> Text excerpt
“We Lost a Decade”: Florida Repubs Start to whisper “Climate Change”..

October 16, 2019

I’m damn proud my 2014 video includes the clip from Dr. Jim White, who reveals that Florida state employees were not allowed to use the words “climate change” – about 4 months before the mainstream press looked into it.

With their heads so far into the Fox News universe, Republicans have been incapable of  acknowledging the rising seas, even as they lap around their ankles.  Agonizingly slowly, that’s changing.

Cowardly, ignorant bastards.

Miami Herald:

For the first time in a decade, a Florida Senate committee scheduled a meeting Monday to discuss the impact of climate change on the peninsula state.

What did senators learn?

“We lost a decade,’’ said Sen. Tom Lee, the Thonotosassa Republican who chairs the Committee on Infrastructure and Security.

He began the 90-minute hearing with three words that have not come from the lips of a Republican state senator in years: “Sea level rise.”

“There hasn’t been a lot of conversation about this. I understand that, and I understand why,’’ he continued, leaving unsaid that the words “climate change” were banned from the lexicon for much of the eight-year tenure of former Gov. Rick Scott, and the state’s response to it was not considered a priority.

But Lee, who served in the Senate for the last six years of Scott’s term, said he believes there has been “a paradigm shift” with Republican Gov. Ron DeSantis — who followed the lead of local governments in Florida and appointed a “chief resilience officer” to start talking about the effects of global warming on the state.

> Extracted entries
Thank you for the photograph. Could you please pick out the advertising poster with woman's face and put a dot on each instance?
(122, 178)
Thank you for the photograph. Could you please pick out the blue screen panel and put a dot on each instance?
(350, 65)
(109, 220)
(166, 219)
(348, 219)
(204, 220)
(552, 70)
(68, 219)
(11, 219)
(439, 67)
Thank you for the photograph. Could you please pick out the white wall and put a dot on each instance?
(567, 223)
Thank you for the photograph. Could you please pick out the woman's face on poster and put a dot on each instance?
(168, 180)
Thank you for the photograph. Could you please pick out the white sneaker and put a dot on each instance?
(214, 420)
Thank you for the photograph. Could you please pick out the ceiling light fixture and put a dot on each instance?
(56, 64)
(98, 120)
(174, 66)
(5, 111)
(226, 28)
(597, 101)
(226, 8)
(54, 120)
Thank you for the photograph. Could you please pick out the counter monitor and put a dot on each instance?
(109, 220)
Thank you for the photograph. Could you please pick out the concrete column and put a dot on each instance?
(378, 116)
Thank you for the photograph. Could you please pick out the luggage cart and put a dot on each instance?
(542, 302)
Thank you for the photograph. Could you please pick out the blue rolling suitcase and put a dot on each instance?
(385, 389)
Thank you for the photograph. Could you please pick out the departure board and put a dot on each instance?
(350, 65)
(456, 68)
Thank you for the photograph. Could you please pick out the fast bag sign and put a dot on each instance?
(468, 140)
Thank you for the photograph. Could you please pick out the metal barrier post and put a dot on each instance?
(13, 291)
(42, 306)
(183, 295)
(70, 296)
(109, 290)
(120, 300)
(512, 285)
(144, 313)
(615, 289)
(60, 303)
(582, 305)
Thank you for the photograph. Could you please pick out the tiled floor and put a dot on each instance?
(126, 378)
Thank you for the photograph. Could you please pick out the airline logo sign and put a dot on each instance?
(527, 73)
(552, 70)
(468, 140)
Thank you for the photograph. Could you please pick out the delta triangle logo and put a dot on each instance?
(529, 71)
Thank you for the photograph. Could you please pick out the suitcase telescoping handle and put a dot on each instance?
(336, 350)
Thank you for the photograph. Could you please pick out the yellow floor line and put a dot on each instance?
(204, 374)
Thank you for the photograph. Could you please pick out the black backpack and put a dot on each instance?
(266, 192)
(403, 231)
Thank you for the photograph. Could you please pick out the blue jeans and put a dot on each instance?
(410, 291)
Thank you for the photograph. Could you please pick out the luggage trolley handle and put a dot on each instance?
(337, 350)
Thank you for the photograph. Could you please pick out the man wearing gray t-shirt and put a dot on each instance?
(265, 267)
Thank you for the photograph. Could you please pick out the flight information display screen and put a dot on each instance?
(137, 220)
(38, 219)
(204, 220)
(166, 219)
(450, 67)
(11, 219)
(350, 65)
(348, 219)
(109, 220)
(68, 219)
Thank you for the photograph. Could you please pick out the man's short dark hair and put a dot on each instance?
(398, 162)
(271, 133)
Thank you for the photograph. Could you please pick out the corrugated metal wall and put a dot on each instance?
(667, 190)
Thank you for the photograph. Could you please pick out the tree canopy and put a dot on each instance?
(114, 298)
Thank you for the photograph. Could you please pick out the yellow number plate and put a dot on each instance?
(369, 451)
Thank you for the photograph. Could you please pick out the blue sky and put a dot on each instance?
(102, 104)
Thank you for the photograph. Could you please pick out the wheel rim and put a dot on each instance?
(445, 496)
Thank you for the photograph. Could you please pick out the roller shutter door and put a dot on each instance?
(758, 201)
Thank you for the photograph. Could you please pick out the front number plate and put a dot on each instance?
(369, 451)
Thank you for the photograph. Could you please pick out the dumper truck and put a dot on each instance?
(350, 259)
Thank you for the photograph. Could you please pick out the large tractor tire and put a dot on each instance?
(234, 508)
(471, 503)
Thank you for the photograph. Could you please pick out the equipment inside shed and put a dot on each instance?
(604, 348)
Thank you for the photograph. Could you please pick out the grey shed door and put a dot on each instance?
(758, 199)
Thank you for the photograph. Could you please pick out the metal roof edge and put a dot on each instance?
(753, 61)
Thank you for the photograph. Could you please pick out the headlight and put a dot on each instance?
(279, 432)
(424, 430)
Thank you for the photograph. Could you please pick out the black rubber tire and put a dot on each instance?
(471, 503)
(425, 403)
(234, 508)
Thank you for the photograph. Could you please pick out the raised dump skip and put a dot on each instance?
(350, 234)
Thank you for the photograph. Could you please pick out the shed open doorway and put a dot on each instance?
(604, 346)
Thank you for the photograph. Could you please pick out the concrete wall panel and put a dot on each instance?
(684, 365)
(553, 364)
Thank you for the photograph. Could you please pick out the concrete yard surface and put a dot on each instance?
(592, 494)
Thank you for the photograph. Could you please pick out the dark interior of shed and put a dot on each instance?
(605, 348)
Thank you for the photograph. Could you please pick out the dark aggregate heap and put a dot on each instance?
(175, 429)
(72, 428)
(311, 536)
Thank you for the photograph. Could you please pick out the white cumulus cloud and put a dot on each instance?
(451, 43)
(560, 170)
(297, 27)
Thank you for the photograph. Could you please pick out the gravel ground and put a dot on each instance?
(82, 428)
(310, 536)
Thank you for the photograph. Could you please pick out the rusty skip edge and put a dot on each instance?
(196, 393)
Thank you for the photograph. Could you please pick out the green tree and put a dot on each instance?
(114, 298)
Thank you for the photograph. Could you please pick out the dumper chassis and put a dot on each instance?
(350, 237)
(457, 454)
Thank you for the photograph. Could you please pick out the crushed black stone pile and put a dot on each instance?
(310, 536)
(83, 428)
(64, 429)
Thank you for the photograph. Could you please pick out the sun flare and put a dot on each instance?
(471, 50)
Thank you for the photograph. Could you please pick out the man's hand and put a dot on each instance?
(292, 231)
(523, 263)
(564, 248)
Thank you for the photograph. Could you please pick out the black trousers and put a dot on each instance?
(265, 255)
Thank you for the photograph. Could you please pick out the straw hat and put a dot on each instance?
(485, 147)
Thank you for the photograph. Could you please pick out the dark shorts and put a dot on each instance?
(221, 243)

> Work to do
Reproduce the passage of the Florida climate change text from "Cowardly, ignorant bastards." up to and including "considered a priority.".

> Result of this exercise
Cowardly, ignorant bastards.

Miami Herald:

For the first time in a decade, a Florida Senate committee scheduled a meeting Monday to discuss the impact of climate change on the peninsula state.

What did senators learn?

“We lost a decade,’’ said Sen. Tom Lee, the Thonotosassa Republican who chairs the Committee on Infrastructure and Security.

He began the 90-minute hearing with three words that have not come from the lips of a Republican state senator in years: “Sea level rise.”

“There hasn’t been a lot of conversation about this. I understand that, and I understand why,’’ he continued, leaving unsaid that the words “climate change” were banned from the lexicon for much of the eight-year tenure of former Gov. Rick Scott, and the state’s response to it was not considered a priority.